:: Instructions for the task ::
Present the data once more in exactly its original form.

BEGIN Records for the exercise

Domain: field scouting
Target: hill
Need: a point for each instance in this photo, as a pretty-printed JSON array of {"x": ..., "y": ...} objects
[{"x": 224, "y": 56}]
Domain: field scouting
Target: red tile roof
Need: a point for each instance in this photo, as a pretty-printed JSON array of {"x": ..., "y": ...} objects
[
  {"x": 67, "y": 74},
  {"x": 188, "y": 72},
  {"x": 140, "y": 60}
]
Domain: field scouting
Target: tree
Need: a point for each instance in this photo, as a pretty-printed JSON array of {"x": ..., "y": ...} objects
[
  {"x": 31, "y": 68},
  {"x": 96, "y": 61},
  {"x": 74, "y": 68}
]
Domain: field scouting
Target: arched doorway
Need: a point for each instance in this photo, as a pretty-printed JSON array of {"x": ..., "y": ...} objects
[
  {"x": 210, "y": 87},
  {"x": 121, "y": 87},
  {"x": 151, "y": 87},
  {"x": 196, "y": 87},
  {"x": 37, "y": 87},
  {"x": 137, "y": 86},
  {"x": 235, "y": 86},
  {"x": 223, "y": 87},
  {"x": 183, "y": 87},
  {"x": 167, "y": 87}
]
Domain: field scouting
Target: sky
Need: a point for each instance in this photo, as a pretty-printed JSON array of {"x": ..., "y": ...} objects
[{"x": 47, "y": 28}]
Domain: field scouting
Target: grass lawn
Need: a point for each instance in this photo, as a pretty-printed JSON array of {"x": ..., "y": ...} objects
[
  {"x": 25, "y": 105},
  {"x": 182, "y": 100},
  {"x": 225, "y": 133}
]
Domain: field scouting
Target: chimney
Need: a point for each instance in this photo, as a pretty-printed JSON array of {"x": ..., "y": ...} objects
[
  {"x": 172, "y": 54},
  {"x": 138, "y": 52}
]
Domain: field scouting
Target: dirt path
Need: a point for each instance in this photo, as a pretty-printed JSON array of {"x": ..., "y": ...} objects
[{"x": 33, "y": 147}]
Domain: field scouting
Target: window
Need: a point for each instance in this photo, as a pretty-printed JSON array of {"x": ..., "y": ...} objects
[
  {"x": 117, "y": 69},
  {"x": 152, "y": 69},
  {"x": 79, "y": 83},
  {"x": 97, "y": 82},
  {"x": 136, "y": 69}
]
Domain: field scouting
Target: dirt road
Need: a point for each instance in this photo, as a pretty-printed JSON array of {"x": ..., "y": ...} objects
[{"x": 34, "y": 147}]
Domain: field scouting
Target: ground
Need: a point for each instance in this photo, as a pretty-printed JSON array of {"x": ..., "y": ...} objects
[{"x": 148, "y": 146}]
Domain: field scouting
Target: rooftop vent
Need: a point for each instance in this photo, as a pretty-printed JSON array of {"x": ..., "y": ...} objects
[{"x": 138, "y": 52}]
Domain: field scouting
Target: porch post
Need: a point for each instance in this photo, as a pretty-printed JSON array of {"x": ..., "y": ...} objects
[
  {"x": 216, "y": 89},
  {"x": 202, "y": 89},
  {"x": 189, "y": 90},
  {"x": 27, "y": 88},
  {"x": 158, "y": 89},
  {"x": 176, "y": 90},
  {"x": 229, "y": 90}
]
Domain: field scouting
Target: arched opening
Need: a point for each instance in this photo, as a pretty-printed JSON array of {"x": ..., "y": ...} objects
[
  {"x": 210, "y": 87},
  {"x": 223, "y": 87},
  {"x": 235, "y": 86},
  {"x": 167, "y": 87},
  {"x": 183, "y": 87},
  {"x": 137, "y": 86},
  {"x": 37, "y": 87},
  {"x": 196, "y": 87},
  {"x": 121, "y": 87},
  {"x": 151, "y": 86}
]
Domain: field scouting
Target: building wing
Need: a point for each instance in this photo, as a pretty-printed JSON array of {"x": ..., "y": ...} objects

END Records for the exercise

:: Complete response ::
Domain: field scouting
Target: hill
Need: a point for each instance in this photo, as a pretty-printed JSON array of {"x": ..., "y": ...} objects
[{"x": 224, "y": 56}]
Domain: field scouting
Target: red tile roof
Need: a point for each instance in this photo, as a pretty-printed JSON array of {"x": ..., "y": ...} objects
[
  {"x": 67, "y": 74},
  {"x": 188, "y": 72},
  {"x": 140, "y": 60}
]
Domain: field scouting
Target: tree
Need: a point for each instance in this photo, as a pretty-printed JSON array of {"x": ..., "y": ...} objects
[
  {"x": 31, "y": 68},
  {"x": 96, "y": 61},
  {"x": 74, "y": 68}
]
Domain: field scouting
Target: arched doorway
Need: a point for each instance in this photo, as a pretty-printed JSON array of {"x": ..., "y": ...} objects
[
  {"x": 210, "y": 87},
  {"x": 121, "y": 87},
  {"x": 151, "y": 87},
  {"x": 196, "y": 87},
  {"x": 37, "y": 87},
  {"x": 137, "y": 86},
  {"x": 235, "y": 86},
  {"x": 223, "y": 87},
  {"x": 183, "y": 87},
  {"x": 167, "y": 87}
]
Domain: field scouting
Target: sky
Need: a point for each instance in this photo, as a pretty-printed JSON array of {"x": ..., "y": ...} objects
[{"x": 47, "y": 28}]
Domain: field scouting
Target: grass lawn
Need: a point for each instance in this photo, as a pretty-printed JSON array of {"x": ..., "y": ...} objects
[
  {"x": 25, "y": 105},
  {"x": 182, "y": 100},
  {"x": 225, "y": 133}
]
Domain: field scouting
Target: chimney
Need: a point for each instance in this photo, as a pretty-printed JSON array of {"x": ..., "y": ...} objects
[
  {"x": 172, "y": 54},
  {"x": 138, "y": 52}
]
Domain: field scouting
Target: dirt path
Need: a point for each instance in this photo, as a pretty-printed JSON array of {"x": ..., "y": ...} objects
[{"x": 33, "y": 147}]
Domain: field scouting
Target: window
Need: a point for each instance in this photo, as a pretty-printed JSON array of {"x": ..., "y": ...} objects
[
  {"x": 117, "y": 69},
  {"x": 152, "y": 69},
  {"x": 79, "y": 83},
  {"x": 97, "y": 82},
  {"x": 136, "y": 69}
]
Domain: field scouting
Target: dirt road
Need: a point for each instance in this photo, as a pretty-printed JSON array of {"x": ..., "y": ...} objects
[{"x": 34, "y": 147}]
Domain: field scouting
Target: ground
Need: a point for each instance in this photo, as a pretty-printed JSON array of {"x": ..., "y": ...} objects
[{"x": 148, "y": 146}]
Domain: field scouting
Target: rooftop vent
Need: a point for each instance in this photo, as a pretty-printed JSON array of {"x": ..., "y": ...} objects
[{"x": 138, "y": 52}]
Domain: field scouting
Target: porch post
Need: a point for each instance in this photo, as a pretty-printed JSON array of {"x": ..., "y": ...} objects
[
  {"x": 216, "y": 89},
  {"x": 202, "y": 89},
  {"x": 189, "y": 90},
  {"x": 27, "y": 88},
  {"x": 158, "y": 89},
  {"x": 176, "y": 90},
  {"x": 229, "y": 90}
]
Domain: field scouting
Target: arched opening
Need: a point for each instance in this photo, as a pretty-printed JSON array of {"x": ..., "y": ...} objects
[
  {"x": 210, "y": 87},
  {"x": 223, "y": 87},
  {"x": 235, "y": 86},
  {"x": 167, "y": 87},
  {"x": 183, "y": 87},
  {"x": 137, "y": 86},
  {"x": 37, "y": 87},
  {"x": 196, "y": 87},
  {"x": 121, "y": 87},
  {"x": 151, "y": 86}
]
Domain: field scouting
Target: building wing
Need: a point for each instance in this photo, as a pretty-printed JSON array of {"x": ..., "y": ...} objects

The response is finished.